● WHAT THE EXERCISE ASKS
Please render every line of the records below as a numbered list, omitting any blank lines.

● MATERIAL
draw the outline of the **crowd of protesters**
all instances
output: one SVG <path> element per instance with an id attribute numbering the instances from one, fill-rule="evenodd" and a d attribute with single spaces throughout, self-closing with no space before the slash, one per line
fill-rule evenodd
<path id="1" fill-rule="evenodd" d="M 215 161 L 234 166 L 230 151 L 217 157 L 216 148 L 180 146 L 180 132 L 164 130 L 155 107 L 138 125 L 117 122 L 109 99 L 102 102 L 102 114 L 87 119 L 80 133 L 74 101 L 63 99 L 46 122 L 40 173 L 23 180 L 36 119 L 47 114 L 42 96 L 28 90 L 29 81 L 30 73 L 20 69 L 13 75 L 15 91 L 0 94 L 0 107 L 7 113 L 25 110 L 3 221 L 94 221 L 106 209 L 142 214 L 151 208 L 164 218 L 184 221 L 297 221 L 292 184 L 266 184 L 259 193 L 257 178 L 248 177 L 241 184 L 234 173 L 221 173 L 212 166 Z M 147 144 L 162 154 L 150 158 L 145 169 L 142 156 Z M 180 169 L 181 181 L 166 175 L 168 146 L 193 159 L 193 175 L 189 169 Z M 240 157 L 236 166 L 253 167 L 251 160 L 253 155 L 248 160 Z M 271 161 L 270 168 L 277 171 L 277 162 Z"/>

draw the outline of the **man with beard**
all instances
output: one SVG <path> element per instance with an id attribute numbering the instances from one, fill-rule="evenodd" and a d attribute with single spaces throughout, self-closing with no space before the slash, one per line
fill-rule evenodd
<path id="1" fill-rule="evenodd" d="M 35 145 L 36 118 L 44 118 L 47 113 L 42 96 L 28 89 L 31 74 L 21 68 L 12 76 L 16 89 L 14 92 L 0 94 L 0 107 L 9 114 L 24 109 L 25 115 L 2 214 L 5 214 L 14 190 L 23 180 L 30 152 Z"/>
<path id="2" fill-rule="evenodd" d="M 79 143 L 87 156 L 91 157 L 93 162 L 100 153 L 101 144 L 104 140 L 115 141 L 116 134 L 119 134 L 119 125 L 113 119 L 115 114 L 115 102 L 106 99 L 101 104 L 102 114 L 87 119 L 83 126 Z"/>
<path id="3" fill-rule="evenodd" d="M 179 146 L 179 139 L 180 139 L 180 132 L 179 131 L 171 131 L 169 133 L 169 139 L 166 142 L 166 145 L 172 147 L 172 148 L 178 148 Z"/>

● FINISHED ANSWER
1. draw the outline of the **crowd of protesters**
2. all instances
3. output: one SVG <path> element per instance with an id attribute numbering the instances from one, fill-rule="evenodd" and a d attribute with single spaces throughout, self-closing with no space before the slash, one per line
4. fill-rule evenodd
5. <path id="1" fill-rule="evenodd" d="M 215 161 L 234 166 L 230 151 L 217 157 L 216 148 L 180 146 L 180 132 L 164 130 L 155 107 L 138 125 L 117 122 L 109 99 L 102 102 L 102 114 L 87 119 L 80 133 L 74 101 L 63 99 L 46 122 L 40 173 L 23 180 L 36 119 L 47 114 L 42 96 L 28 90 L 29 81 L 30 73 L 20 69 L 13 75 L 15 91 L 0 94 L 0 107 L 7 113 L 25 110 L 3 221 L 94 221 L 106 209 L 142 214 L 151 208 L 164 218 L 184 221 L 297 221 L 292 184 L 266 184 L 259 193 L 257 178 L 248 177 L 241 184 L 234 173 L 221 173 L 212 166 Z M 147 144 L 162 154 L 150 158 L 145 169 L 142 156 Z M 180 169 L 181 181 L 166 175 L 168 146 L 193 159 L 193 175 L 189 169 Z M 240 157 L 236 166 L 253 167 L 251 160 L 253 155 L 248 160 Z M 271 161 L 270 168 L 277 171 L 277 162 Z"/>
6. draw the outline of the **man with beard**
7. all instances
8. output: one SVG <path> element per instance with an id attribute numbering the instances from one, fill-rule="evenodd" and a d attribute with single spaces throughout, self-closing with no space before the slash, one per line
9. fill-rule evenodd
10. <path id="1" fill-rule="evenodd" d="M 35 145 L 36 118 L 44 118 L 47 113 L 42 96 L 28 89 L 31 74 L 21 68 L 12 76 L 16 89 L 14 92 L 0 94 L 0 107 L 9 114 L 24 109 L 25 115 L 2 214 L 5 214 L 14 190 L 23 180 L 30 152 Z"/>
11. <path id="2" fill-rule="evenodd" d="M 79 143 L 87 156 L 91 157 L 93 162 L 100 153 L 101 144 L 104 140 L 115 141 L 116 134 L 119 134 L 119 125 L 113 119 L 115 114 L 115 102 L 106 99 L 101 104 L 102 114 L 87 119 L 83 126 Z"/>
12. <path id="3" fill-rule="evenodd" d="M 179 146 L 179 139 L 180 139 L 180 132 L 179 131 L 171 131 L 169 133 L 169 139 L 166 142 L 166 145 L 172 147 L 172 148 L 178 148 Z"/>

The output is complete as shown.